TRECHO PARA LER
-*-
Assim, tanto a opinião
verdadeira quanto a ciência podem guiar o homem, ainda que não do mesmo modo. Ambas,
de certa maneira, são proveitosas a uma vida feliz. É possível realizar atos
tomados como virtuosos mesmo se aquele que os realiza não tiver conhecimento ou
ciência acerca das causas para tais atos.
Finalmente, Platão,
através da persona de Sócrates, leva
a efeito uma crítica à atividade política tal como ela se apresentava na Atenas
em que vivia. O pensamento de Sócrates conduz o diálogo à seguinte conclusão:
se a virtude não é bem ciência, então talvez seja uma feliz opinião. Deste
modo, não foi por terem sido sábios que alguns homens – como afirma Sócrates a
propósito de Ânito e Temístocles[4]
– guiaram proveitosamente as cidades, mas graças a uma feliz opinião. Por esta
razão não são capazes de produzir continuadores já que o que lograram ser como
políticos não tem por causa ciência nenhuma. A consequência do ponto de vista
de Sócrates, situando a condução política a partir da noção de opinião correta
(fugidia como as estátuas de Dédalo), é a de que tal atividade está sujeita, em
alguma medida, ao fracasso ou à mistificação, caso não apresente uma
justificação razoável para as suas ações. Sócrates compara os políticos aos
vaticinadores inspirados divinamente, isto é, “quando os deuses estão neles,
falam com verdade, e mesmo muitas coisas, mas não sabem nada das coisas que
dizem”.
Portanto, já que as
deliberações e as ações dos políticos têm por base a opinião correta e não a sabedoria,
e o impacto delas sobre a vida da cidade pode ser devastador,
Sócrates, a partir disto, parece sugerir a necessidade de testar (repensar)
esta ou aquela opinião por meio da crítica e do debate orientados por critérios
menos retóricos do que filosóficos.
-*-
REGISTROS DE DADOS
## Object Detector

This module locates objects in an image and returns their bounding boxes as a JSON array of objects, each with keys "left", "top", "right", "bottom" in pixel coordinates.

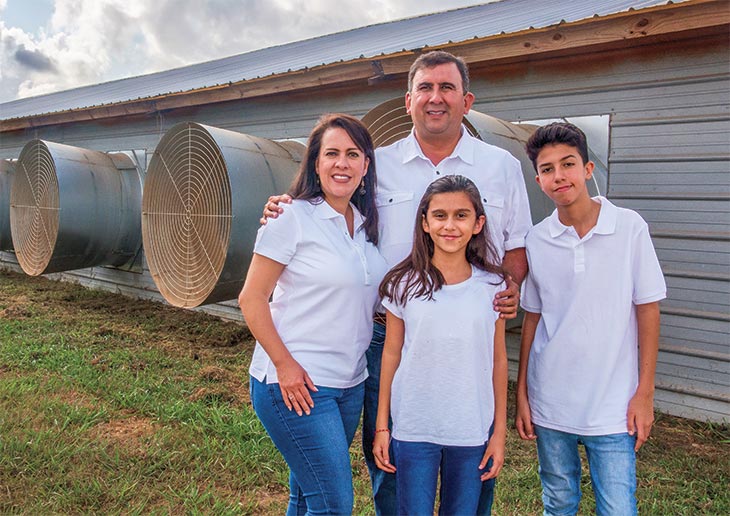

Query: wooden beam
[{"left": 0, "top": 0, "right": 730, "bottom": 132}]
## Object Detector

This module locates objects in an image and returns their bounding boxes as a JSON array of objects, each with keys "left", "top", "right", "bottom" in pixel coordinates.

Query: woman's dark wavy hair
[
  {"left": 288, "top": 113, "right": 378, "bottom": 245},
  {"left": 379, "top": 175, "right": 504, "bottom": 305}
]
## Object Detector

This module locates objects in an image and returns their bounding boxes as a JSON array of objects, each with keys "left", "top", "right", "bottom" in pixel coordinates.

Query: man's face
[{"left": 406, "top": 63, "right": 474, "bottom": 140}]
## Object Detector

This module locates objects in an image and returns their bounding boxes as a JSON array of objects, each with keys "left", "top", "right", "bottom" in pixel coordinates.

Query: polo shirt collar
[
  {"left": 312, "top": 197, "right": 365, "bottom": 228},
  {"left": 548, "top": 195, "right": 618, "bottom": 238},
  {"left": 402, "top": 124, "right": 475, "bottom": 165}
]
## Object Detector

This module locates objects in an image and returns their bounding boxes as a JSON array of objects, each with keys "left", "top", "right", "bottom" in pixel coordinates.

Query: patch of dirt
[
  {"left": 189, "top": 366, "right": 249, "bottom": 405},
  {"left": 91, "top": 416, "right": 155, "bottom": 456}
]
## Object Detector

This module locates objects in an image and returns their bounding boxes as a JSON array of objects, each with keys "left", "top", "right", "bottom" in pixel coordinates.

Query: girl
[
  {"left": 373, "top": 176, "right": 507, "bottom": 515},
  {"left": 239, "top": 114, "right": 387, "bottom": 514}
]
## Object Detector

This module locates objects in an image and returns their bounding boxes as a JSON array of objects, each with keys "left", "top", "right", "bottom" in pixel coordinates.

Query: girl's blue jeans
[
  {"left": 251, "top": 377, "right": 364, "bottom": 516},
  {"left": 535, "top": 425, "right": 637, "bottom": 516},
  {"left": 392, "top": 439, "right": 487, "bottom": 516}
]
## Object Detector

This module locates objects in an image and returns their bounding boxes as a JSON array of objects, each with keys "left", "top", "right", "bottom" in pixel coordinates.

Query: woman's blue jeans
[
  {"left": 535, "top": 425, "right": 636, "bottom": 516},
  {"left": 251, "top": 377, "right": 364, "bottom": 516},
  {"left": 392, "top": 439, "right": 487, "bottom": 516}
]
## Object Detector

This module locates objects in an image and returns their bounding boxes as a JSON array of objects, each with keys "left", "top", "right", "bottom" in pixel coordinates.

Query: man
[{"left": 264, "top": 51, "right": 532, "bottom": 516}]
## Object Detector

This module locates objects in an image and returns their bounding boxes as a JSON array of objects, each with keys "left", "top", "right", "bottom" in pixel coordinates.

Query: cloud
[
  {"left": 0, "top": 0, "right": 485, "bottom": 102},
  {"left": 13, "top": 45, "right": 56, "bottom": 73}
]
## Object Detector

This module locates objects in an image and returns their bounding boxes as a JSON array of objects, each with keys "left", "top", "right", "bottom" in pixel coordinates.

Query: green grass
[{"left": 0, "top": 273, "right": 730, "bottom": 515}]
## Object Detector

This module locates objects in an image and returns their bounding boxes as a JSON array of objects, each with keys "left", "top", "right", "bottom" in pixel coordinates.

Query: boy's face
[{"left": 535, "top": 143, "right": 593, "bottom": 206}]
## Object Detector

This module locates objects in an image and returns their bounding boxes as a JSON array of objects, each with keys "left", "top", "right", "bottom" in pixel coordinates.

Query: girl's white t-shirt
-*-
TAREFA A
Diga se cada afirmação abaixo está de acordo com o trecho para ler, respondendo sim ou não e citando as palavras do trecho que decidem a questão. (i) Sócrates compara os políticos aos vaticinadores inspirados divinamente. (ii) Alguns homens guiaram bem as cidades por terem sido sábios. (iii) Não é possível realizar atos tidos como virtuosos sem conhecer as causas desses atos.
TAREFA B
Localize nos registros acima cada linha em que aparece a palavra "shirt" e copie essas linhas.

RESPOSTA A
(i) Sim: "Sócrates compara os políticos aos vaticinadores inspirados divinamente"
(ii) Não: "guiaram proveitosamente as cidades, mas graças a uma feliz opinião"
(iii) Não: "É possível realizar atos tomados como virtuosos mesmo se aquele que os realiza não tiver conhecimento ou ciência acerca das causas para tais atos."

RESPOSTA B
Query: polo shirt collar
Query: girl's white t-shirt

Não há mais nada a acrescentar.